• About this exercise
Copy every line in the records below that contains the word "arrangement".

Stored dataset items:
- - -

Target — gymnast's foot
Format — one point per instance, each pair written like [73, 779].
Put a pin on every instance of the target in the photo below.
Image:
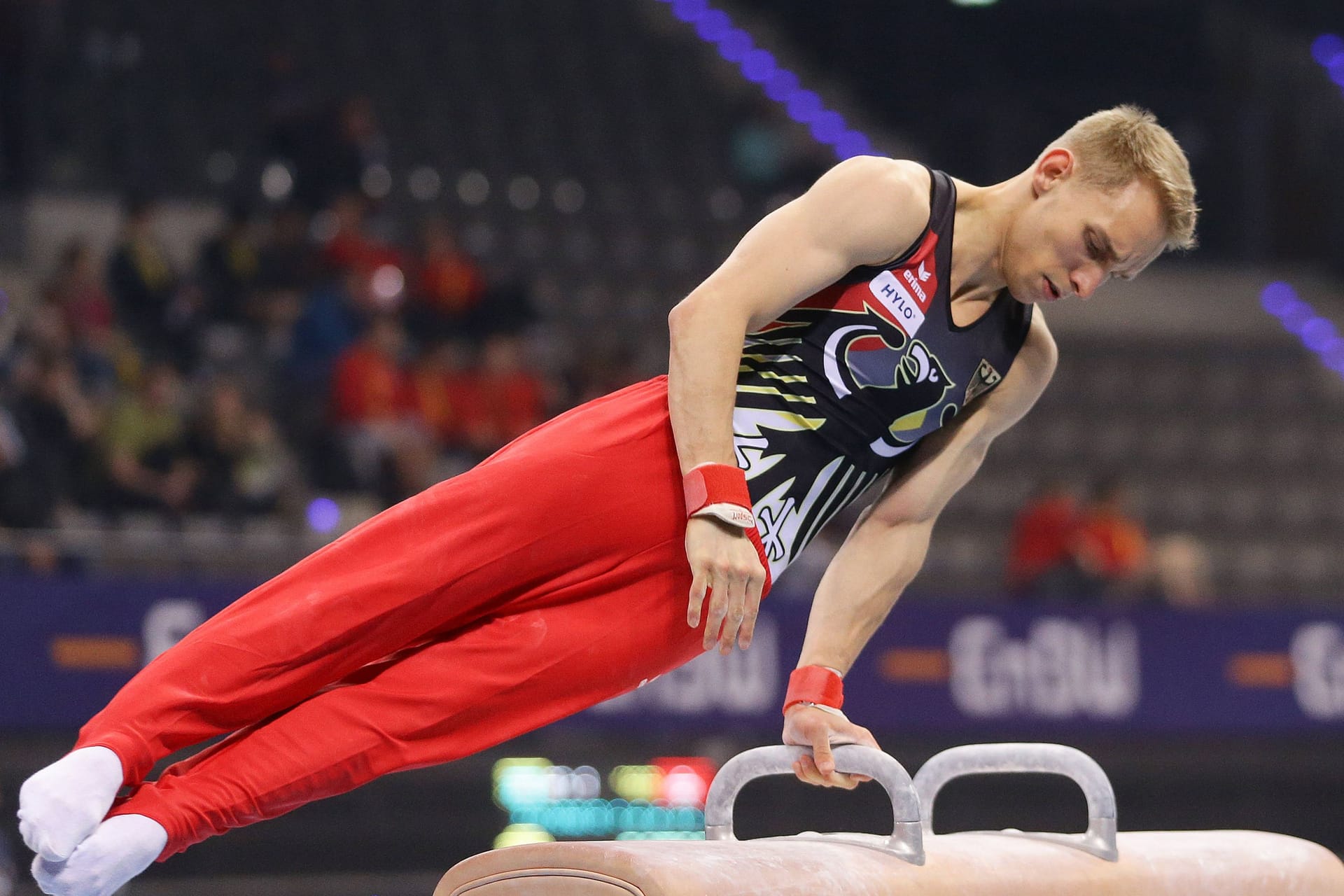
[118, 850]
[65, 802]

- - -

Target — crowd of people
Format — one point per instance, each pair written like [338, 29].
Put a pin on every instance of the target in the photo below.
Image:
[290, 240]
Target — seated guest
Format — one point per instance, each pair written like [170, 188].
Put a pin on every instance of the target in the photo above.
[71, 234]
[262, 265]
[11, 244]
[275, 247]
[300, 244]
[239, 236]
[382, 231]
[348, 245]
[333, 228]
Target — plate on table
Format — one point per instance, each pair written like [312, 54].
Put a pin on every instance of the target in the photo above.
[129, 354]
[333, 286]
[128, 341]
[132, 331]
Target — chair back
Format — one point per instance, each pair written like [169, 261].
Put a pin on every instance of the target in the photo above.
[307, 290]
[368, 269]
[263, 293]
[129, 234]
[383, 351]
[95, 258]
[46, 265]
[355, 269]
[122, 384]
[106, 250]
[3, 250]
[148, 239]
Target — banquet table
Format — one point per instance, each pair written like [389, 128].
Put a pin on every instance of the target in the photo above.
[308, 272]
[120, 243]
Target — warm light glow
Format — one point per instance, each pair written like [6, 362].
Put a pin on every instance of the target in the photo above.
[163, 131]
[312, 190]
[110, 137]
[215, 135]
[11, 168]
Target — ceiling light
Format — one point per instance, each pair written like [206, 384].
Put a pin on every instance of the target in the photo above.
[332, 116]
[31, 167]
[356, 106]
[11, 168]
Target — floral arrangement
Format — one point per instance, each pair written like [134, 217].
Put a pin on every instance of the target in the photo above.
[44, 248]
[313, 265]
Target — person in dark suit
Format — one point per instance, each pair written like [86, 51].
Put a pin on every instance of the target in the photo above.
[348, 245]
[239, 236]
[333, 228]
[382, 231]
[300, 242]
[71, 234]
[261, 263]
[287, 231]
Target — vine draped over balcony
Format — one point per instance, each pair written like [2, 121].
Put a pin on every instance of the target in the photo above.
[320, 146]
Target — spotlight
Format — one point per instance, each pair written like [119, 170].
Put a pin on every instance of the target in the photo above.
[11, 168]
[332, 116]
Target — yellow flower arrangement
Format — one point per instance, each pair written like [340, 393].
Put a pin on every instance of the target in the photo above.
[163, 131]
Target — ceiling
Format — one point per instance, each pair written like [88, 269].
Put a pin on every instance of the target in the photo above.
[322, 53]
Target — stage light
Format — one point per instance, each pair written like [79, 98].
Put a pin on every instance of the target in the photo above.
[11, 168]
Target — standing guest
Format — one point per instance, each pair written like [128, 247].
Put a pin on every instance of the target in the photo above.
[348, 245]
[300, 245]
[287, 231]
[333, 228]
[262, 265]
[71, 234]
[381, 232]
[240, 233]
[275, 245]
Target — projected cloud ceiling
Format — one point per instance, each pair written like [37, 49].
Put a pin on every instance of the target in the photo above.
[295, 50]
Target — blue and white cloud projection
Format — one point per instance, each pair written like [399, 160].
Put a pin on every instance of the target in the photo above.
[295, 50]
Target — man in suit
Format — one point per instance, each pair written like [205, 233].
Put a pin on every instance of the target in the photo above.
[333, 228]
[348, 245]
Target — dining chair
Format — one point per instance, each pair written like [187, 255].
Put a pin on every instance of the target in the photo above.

- - -

• Response to this task
Target — floral arrangement
Target — yellow flower arrangement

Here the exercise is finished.